==== LISTED ENTRIES

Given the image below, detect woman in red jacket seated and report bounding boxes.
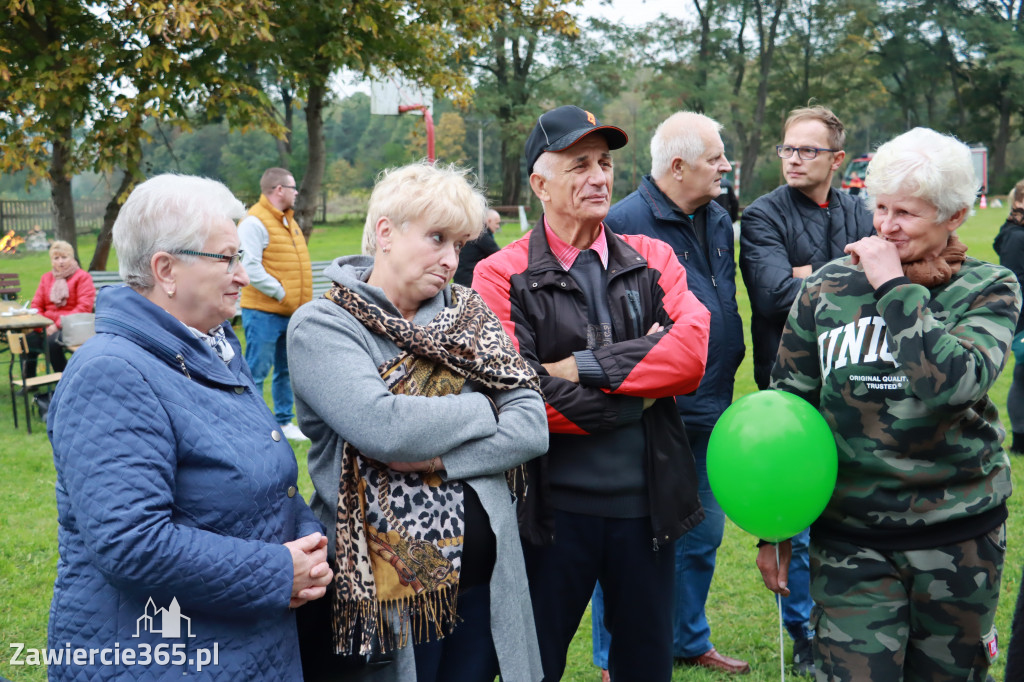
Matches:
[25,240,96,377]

========
==== LISTED ENTRIES

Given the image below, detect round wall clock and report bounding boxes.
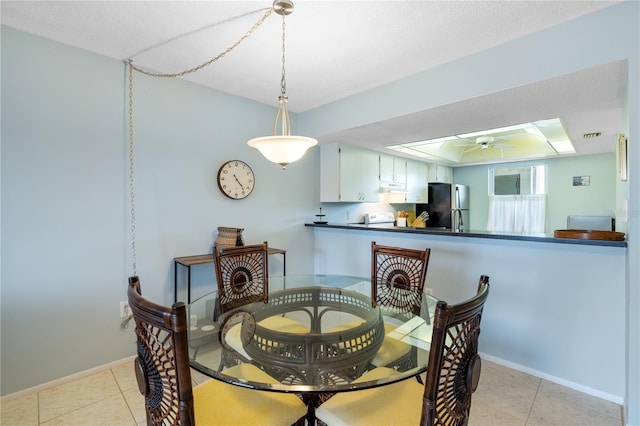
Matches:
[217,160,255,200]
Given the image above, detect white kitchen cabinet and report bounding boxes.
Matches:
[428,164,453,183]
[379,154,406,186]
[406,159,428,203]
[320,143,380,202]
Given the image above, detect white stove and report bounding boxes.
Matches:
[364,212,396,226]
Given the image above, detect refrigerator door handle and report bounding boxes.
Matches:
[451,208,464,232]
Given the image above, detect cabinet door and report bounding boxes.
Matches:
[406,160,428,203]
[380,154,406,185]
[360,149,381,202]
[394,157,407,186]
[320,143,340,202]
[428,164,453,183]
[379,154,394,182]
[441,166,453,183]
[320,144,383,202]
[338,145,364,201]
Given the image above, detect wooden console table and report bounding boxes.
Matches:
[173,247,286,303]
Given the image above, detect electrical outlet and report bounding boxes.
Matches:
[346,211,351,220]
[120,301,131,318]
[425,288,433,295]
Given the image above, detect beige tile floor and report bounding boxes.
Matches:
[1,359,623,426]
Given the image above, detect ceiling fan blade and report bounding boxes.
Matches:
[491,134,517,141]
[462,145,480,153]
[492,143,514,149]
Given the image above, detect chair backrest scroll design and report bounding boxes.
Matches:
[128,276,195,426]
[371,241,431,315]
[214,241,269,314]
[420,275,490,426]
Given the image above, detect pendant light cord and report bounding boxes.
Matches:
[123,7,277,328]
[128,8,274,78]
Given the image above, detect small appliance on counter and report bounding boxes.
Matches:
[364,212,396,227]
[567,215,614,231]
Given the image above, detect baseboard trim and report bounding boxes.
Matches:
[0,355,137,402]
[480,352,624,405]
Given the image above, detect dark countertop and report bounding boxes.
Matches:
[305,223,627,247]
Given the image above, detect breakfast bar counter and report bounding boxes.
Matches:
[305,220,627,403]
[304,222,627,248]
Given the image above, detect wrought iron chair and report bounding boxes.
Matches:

========

Your answer should be one number: how many lines of the material include the word "below".

* [OUTPUT]: 2